**Task**.
Repeat, word for word, the lines of the listing below from the line with "Specifically, locate herb" to the line with "left=468, top=132, right=626, bottom=317", including both of those lines.
-- BEGIN --
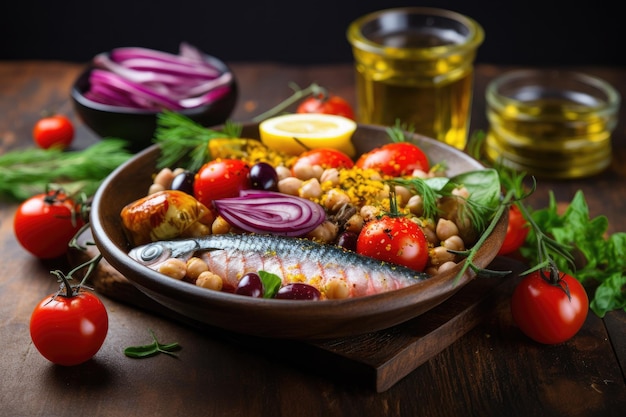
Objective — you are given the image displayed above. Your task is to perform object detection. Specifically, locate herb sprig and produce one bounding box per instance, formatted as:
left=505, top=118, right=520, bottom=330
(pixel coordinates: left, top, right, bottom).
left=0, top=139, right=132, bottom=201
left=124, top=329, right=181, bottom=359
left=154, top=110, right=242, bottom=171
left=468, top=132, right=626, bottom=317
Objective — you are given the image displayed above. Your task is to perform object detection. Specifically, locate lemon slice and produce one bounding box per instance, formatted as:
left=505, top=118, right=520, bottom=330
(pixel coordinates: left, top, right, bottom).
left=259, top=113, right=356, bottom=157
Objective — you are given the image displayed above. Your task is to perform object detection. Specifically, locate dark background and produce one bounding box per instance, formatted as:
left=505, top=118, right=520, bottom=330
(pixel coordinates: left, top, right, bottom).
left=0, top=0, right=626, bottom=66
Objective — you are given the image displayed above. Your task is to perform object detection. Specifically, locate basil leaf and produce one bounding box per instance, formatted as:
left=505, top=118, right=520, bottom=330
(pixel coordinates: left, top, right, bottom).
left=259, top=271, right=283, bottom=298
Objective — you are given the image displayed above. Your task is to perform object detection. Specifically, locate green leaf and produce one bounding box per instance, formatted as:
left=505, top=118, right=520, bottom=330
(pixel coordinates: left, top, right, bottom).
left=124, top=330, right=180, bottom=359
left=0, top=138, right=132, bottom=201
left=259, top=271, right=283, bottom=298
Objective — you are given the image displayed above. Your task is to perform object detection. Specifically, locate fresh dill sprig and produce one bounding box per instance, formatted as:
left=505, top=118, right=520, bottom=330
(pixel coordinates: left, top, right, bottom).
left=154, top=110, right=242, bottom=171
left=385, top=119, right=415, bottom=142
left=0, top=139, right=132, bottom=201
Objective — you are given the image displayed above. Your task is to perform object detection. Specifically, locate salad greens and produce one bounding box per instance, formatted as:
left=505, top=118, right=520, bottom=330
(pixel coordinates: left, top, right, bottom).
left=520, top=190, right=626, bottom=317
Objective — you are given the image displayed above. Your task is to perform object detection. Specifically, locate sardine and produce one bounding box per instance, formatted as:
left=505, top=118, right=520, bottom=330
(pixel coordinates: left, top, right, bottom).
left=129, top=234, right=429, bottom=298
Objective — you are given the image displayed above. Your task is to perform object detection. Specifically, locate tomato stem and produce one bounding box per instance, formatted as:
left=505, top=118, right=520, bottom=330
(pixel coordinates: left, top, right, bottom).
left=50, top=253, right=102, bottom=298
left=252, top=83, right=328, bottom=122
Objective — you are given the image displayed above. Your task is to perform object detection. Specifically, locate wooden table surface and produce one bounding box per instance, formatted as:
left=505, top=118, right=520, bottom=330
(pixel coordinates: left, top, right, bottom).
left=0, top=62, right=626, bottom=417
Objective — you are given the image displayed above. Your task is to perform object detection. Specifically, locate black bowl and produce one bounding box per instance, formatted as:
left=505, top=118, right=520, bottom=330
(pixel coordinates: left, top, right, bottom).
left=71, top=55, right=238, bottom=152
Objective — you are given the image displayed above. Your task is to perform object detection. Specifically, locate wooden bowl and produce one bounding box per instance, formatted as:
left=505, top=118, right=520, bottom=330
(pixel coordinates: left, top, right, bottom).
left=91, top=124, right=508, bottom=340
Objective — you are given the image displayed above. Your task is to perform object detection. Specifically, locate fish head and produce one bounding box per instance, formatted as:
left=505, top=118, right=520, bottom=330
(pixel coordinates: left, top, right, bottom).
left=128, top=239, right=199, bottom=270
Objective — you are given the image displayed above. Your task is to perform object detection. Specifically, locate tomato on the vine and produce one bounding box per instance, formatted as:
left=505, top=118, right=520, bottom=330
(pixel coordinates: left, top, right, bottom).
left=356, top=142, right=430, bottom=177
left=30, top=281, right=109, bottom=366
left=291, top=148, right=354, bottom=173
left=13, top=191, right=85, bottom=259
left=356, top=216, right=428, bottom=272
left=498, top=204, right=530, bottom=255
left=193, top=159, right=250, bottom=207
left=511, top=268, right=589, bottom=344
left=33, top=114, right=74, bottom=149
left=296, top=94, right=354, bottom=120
-- END --
-- BEGIN --
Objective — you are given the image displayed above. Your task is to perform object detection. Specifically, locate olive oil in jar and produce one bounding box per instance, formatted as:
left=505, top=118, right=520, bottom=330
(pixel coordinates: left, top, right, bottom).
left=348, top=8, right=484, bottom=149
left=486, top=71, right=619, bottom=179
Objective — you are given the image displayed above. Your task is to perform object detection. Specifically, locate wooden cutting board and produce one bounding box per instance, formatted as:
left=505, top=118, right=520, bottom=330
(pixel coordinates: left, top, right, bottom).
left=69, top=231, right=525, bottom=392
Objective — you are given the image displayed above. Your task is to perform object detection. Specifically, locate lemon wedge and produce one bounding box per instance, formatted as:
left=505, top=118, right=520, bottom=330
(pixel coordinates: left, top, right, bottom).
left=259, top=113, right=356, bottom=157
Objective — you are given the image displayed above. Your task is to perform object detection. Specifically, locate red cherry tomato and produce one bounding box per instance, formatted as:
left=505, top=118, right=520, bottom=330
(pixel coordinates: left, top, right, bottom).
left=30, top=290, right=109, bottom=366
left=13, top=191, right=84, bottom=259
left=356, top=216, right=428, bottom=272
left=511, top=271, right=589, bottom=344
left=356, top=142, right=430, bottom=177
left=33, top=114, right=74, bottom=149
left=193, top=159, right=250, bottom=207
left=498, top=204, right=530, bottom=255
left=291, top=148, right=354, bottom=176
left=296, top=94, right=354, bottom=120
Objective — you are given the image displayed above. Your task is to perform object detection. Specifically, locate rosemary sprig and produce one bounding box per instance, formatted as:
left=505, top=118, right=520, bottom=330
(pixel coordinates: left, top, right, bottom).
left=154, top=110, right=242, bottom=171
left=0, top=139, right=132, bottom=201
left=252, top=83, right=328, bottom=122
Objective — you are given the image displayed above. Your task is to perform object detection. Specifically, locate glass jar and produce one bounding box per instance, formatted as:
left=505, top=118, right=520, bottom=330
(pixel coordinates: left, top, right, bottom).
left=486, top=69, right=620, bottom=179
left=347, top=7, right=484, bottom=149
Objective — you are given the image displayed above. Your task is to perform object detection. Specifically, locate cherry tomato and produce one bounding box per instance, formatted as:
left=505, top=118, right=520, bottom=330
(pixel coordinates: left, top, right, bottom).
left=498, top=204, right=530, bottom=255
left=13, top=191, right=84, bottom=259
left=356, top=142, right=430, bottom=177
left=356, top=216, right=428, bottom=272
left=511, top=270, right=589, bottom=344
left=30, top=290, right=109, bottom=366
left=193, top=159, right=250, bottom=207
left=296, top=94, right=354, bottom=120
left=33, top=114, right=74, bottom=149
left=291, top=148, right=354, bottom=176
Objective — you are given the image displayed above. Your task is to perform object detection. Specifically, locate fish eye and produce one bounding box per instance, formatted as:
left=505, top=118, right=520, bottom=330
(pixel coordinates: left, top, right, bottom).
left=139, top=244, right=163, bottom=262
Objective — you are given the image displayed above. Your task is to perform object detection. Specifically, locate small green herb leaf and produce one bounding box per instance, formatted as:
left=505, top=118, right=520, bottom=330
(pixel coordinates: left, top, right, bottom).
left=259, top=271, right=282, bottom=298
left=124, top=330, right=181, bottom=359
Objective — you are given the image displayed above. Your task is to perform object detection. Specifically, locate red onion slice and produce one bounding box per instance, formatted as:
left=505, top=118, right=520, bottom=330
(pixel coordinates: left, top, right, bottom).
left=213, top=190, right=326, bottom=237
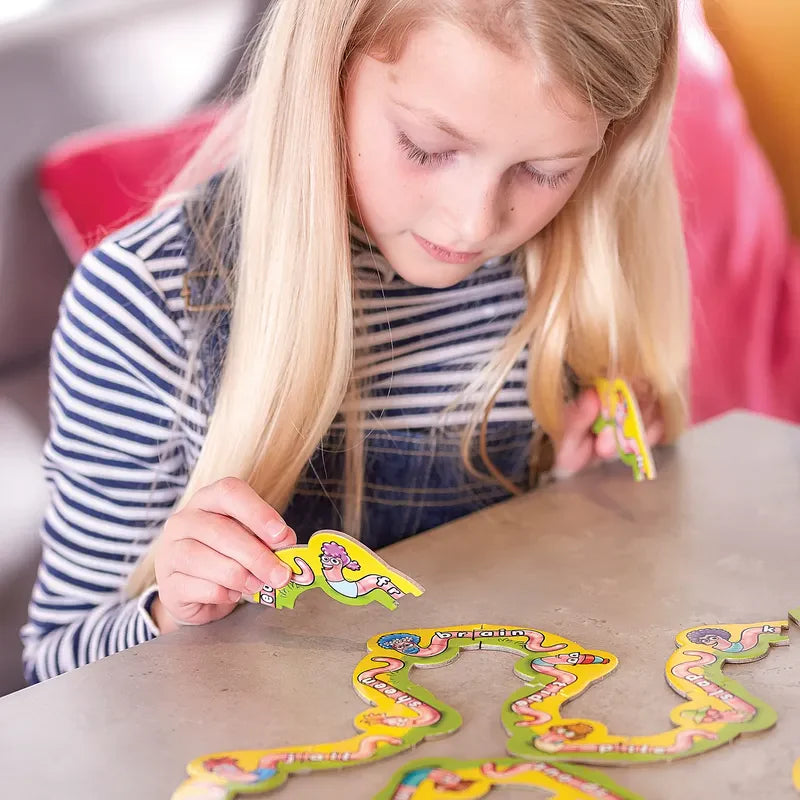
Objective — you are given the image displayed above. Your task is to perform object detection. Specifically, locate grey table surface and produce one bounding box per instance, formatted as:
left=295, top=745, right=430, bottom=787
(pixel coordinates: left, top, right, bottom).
-- END --
**Exercise output**.
Objective — you are given the image displayed above. Your task is to perform object detection. Specifically, locate herb sprig and produce one bounding box per instance, formatted as:
left=505, top=118, right=520, bottom=330
(pixel coordinates: left, top, right, bottom).
left=0, top=139, right=132, bottom=201
left=124, top=329, right=181, bottom=359
left=154, top=110, right=242, bottom=171
left=468, top=132, right=626, bottom=317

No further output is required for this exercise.